**Aim**. In two sentences, summarize the blog post below about Brown and a possible election.

**Document passage**.
The likes of Ed Balls (isn’t it great to know that because he didn’t have the guts to change his name earlier, his political career will never rise above the mediocre. Nobody is going to tolerate a Foreign Secretary or Chancellor called “Balls”) are allowed to mouth garbage about how Brown’s handling of all this was the act of a political giant. Luckily, Balls’ Tony Benn/George Monbiot revolving mad eyes mean that everything he says is greeted with shrugs of contempt from most of the populace.

Will he? Won’t He? No
Will Brown call an election? I’ve been arguing up until now that this was very unlikely. Why jeopardise a guaranteed, comfortable 3 year stretch of the limo and all its trappings for the possibility of 5 years with a reduced majority or worse? There is one scenario that makes me wonder that Brown might grit his teeth and go. If the economy really does dive into the tank next year, that might upset Brown’s apple cart. But even if it did, the economy might well recover strongly for an election in May 2010. Also, Brown has unleashed such a wave of election hysteria, if he finally says “Stop, I want to get off”, the media is likely to turn on him in a big way. This could be the time when even the Daily Mail’s weird support of the great socialist could finally run out of steam.

It’s UKIP for me
Some of us will have some hard decisions to make if there is an election.

Clearly, only a halfwit would vote Labour or Liberal Democrat, and one’s first instinct is to cast a ballot which will ensure the boot for this awful government. But I would find it hard to vote for a party led by the charlatan Cameron, and which has prominent roles for useless handwringers like Andrew Lansley, Oliver Letwin, Francis Maude, Theresa May, Alan Duncan, Caroline Spellman and grammar school turncoats like David Willets.

There is a party which has bunches of policies with which I wholeheartedly agree, so it looks as though it’s UKIP for me.

**Data listing**.
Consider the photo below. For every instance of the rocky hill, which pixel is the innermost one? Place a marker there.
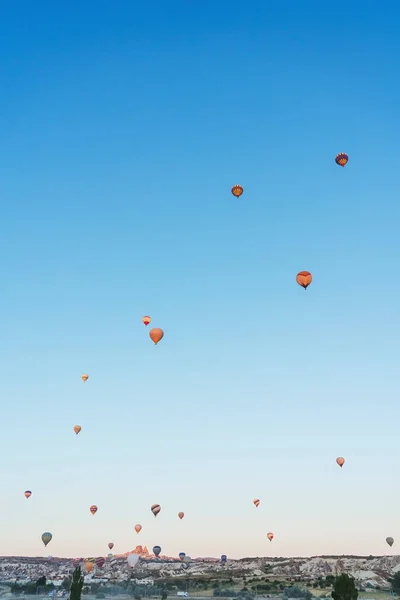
(369, 572)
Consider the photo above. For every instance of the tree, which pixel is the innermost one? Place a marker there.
(344, 588)
(395, 581)
(76, 585)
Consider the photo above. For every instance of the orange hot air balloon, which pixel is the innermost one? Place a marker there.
(237, 190)
(89, 566)
(156, 334)
(304, 278)
(341, 159)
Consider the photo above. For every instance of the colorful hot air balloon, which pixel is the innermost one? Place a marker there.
(237, 190)
(341, 159)
(304, 278)
(89, 566)
(46, 538)
(156, 334)
(390, 541)
(132, 560)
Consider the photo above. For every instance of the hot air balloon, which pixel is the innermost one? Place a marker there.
(156, 334)
(390, 541)
(89, 566)
(132, 560)
(304, 278)
(237, 190)
(46, 538)
(341, 159)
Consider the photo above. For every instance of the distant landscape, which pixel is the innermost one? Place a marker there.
(204, 577)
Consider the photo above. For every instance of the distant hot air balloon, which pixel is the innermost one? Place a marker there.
(390, 541)
(304, 278)
(89, 566)
(132, 560)
(156, 334)
(341, 159)
(46, 538)
(237, 190)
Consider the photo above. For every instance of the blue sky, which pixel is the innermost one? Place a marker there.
(123, 128)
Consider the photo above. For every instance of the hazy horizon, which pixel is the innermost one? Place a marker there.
(123, 130)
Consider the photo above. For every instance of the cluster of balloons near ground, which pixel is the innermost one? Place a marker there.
(303, 278)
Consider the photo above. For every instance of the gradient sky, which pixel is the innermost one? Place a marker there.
(123, 127)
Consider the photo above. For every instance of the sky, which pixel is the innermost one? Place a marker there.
(123, 127)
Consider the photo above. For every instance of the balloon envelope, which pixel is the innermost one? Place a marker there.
(132, 560)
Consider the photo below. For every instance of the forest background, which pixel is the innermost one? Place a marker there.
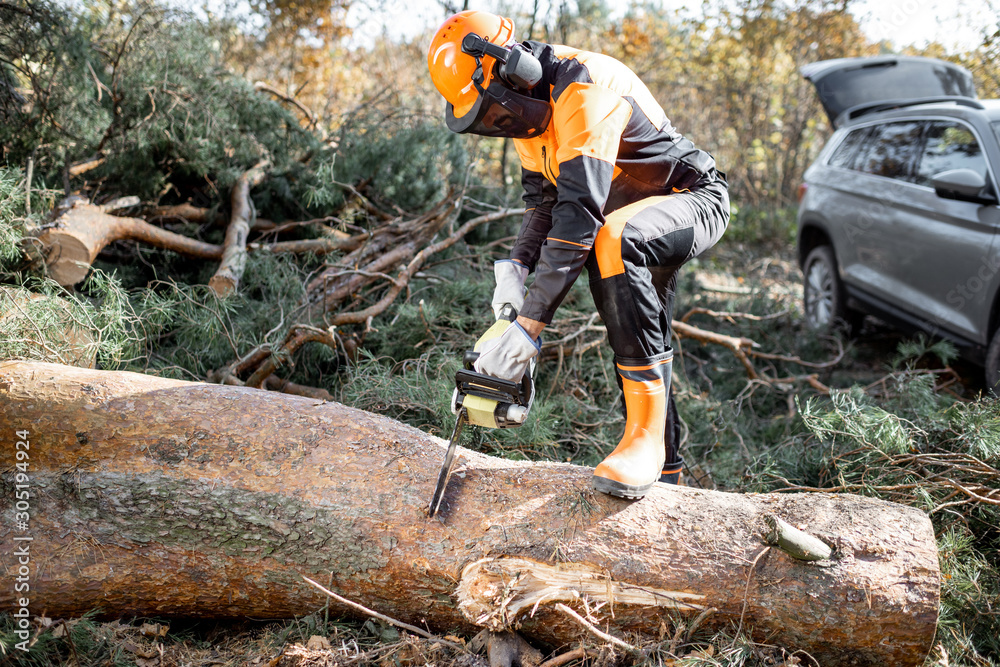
(106, 99)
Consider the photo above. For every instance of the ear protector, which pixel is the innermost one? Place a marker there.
(518, 67)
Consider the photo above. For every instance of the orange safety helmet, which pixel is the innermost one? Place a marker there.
(477, 67)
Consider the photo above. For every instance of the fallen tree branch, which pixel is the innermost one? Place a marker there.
(414, 265)
(234, 256)
(594, 631)
(291, 99)
(180, 498)
(297, 336)
(320, 246)
(274, 383)
(738, 346)
(382, 617)
(83, 230)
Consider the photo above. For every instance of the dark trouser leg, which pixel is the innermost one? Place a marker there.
(633, 278)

**Result of the task**. The writer mocks Ed Balls for calling Brown's handling of events the act of a political giant, and doubts that Brown will call an election, though an economic slump next year or a media backlash if he backs out could change that. Refusing to vote Labour or Liberal Democrat and finding it hard to back a party led by Cameron, the writer expects to vote UKIP.